▶ Exercise task
Repeat exactly, and only, the lines from the one containing "If you could indicate the black tire" through the end of the records.

▶ Entries shown
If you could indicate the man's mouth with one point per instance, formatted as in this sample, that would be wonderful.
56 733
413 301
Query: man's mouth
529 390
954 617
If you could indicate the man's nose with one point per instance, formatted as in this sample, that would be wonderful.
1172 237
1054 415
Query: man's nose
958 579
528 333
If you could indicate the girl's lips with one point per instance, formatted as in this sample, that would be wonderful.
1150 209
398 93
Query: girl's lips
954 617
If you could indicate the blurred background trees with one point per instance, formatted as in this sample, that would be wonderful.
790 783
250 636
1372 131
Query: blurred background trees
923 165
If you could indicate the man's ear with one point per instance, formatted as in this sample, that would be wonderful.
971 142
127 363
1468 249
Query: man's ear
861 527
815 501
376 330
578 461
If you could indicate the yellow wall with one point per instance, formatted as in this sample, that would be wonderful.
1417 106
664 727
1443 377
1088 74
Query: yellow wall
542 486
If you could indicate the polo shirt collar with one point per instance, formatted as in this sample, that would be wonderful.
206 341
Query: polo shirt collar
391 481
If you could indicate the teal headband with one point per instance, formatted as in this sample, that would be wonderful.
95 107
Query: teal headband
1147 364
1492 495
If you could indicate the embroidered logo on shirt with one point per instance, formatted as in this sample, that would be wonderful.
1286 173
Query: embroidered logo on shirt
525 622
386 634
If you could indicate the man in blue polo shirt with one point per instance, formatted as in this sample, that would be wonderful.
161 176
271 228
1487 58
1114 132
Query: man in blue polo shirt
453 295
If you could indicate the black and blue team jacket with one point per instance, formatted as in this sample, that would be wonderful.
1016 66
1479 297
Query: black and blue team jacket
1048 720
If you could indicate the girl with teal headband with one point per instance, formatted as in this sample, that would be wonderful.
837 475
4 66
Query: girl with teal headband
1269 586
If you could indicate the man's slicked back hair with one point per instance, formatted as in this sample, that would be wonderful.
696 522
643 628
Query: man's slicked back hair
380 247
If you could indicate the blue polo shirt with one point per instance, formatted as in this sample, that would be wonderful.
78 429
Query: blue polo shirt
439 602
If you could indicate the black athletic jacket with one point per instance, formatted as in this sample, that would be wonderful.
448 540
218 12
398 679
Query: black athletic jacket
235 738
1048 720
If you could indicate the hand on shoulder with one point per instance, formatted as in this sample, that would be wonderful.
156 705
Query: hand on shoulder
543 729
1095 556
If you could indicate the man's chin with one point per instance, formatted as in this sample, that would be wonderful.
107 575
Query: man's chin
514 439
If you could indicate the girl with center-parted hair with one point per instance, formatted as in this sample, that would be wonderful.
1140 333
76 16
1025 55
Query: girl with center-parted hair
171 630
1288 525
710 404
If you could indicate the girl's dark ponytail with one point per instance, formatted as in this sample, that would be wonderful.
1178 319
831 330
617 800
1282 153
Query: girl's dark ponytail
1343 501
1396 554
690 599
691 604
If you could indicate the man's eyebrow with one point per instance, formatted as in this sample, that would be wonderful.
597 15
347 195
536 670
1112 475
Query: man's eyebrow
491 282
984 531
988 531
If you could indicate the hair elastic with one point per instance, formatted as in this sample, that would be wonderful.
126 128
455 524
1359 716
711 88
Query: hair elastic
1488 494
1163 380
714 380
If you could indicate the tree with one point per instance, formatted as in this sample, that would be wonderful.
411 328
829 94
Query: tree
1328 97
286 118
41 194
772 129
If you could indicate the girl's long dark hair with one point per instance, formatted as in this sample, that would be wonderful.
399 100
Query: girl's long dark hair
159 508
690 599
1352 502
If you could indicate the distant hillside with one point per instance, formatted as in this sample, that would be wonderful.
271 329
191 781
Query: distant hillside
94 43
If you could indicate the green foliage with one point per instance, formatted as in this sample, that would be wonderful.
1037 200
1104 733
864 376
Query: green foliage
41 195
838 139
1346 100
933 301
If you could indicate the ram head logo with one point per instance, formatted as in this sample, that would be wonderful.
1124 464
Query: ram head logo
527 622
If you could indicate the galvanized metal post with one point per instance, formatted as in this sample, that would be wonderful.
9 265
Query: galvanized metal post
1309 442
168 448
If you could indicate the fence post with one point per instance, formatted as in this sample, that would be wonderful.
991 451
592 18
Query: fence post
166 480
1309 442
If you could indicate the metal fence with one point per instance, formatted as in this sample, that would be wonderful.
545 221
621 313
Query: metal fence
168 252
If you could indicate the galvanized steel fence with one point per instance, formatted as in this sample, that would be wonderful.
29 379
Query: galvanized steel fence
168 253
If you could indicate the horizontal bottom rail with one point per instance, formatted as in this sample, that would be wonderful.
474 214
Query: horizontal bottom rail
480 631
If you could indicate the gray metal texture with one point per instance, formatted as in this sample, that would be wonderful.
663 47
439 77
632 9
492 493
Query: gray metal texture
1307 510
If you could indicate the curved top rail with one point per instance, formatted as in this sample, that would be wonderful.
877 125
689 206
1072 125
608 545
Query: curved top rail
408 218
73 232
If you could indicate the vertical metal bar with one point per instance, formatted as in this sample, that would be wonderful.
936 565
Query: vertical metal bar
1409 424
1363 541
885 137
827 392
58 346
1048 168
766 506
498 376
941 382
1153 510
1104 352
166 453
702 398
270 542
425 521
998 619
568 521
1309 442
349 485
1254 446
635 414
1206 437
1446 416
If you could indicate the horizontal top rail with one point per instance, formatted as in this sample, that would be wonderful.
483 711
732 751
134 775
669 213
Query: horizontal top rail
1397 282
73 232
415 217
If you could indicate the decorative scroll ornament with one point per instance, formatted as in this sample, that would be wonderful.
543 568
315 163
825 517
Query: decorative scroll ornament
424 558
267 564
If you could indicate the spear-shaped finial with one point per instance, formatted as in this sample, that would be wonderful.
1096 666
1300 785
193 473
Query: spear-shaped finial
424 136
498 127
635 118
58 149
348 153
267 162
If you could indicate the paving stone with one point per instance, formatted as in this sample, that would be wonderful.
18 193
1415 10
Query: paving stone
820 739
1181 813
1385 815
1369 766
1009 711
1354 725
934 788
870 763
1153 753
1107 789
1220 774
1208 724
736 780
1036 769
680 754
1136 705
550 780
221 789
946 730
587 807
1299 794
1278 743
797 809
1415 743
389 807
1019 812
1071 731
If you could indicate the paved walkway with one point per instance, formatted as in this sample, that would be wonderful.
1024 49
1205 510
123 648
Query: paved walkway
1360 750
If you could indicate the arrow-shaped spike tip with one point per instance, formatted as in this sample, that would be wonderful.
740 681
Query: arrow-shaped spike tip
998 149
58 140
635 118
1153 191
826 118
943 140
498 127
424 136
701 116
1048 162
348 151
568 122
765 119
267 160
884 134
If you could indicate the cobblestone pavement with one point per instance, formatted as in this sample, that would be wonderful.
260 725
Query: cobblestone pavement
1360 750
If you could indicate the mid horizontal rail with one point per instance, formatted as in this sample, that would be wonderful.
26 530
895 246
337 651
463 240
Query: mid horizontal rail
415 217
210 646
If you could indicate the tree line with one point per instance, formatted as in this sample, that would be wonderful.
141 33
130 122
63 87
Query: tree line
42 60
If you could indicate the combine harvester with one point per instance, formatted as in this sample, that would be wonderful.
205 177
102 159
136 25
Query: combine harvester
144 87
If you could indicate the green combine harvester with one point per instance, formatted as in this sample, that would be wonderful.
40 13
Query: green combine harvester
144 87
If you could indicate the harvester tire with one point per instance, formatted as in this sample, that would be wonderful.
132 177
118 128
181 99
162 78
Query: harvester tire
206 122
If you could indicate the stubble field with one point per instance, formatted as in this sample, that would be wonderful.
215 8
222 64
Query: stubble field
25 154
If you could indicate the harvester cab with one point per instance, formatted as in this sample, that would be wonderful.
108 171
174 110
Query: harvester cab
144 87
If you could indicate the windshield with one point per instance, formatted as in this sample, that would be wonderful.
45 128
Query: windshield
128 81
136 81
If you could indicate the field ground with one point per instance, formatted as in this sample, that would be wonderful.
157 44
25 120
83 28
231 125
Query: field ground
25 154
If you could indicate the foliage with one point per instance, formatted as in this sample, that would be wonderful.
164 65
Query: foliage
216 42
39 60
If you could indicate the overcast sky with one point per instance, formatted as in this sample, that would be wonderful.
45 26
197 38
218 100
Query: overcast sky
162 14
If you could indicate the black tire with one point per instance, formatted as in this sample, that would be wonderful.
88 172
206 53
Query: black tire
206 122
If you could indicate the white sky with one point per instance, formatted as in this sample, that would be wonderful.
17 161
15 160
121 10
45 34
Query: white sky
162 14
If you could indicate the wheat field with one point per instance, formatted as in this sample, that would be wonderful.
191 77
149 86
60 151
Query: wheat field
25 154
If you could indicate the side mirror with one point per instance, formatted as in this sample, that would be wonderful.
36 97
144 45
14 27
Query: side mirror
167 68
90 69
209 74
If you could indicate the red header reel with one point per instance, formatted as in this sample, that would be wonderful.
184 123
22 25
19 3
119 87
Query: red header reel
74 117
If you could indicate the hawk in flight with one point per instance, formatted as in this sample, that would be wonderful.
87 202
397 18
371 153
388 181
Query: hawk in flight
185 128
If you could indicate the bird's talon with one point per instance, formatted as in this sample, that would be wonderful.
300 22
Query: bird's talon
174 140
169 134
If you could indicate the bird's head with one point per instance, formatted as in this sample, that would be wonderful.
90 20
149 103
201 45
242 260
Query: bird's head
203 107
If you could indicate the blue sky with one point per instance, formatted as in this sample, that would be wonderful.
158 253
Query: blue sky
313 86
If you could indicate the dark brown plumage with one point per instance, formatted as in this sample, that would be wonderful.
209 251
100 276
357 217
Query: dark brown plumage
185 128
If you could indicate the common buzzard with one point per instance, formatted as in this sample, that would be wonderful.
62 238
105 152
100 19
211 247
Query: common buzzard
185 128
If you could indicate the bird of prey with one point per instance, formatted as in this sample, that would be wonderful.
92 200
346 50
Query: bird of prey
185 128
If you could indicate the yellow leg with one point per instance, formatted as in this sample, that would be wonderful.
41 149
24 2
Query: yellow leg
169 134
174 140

▶ Reply to the task
If you could indicate the black tire with one point per instance, formatted as in this sample, that would be wonderful.
88 172
206 53
Query: black tire
206 122
If you could indicate the white sky with one point per instance, formatted as in this sample, that would be wonderful.
17 161
15 160
121 10
45 34
Query: white sky
162 14
If you could indicate the wheat field with one point per instance, formatted as in this sample, that would be wonderful.
191 77
149 86
60 151
Query: wheat field
25 154
If you could indicate the side mirror with one point per instance, formatted as in this sample, that would be wonderful.
36 97
144 45
14 27
Query: side mirror
167 68
90 69
209 74
If you could indicate the red header reel with one point per instance, formatted as in this sample, that would be wonderful.
184 123
22 25
19 3
119 87
Query: red header reel
74 117
If you could indicate the hawk in flight with one point per instance, formatted as in this sample, that would be wonderful.
87 202
397 18
371 153
388 181
Query: hawk in flight
185 128
If you could indicate the bird's talon with one point per instance, formatted as in this sample, that would be wonderful.
300 22
Query: bird's talon
174 140
169 134
If you could indicate the bird's head with one point per instance, formatted as in this sample, that would be wonderful.
90 20
149 103
201 45
242 260
Query: bird's head
203 107
If you could indicate the blue sky with one point per instance, formatted as in this sample, that would be wonderful.
158 253
Query: blue sky
313 86
If you could indicate the dark brown plumage with one point per instance, formatted as in this sample, that would be wonderful.
209 251
100 276
357 217
Query: dark brown plumage
185 128
If you could indicate the common buzzard with one point per instance, formatted as in this sample, that would be wonderful.
62 238
105 152
100 19
211 247
Query: common buzzard
185 128
If you could indicate the bird of prey with one point per instance, formatted as in this sample, that would be wonderful.
92 200
346 50
Query: bird of prey
185 128
If you could indicate the yellow leg with one point per instance, formatted as in this sample, that would be wonderful.
41 149
24 2
Query: yellow leg
169 134
174 140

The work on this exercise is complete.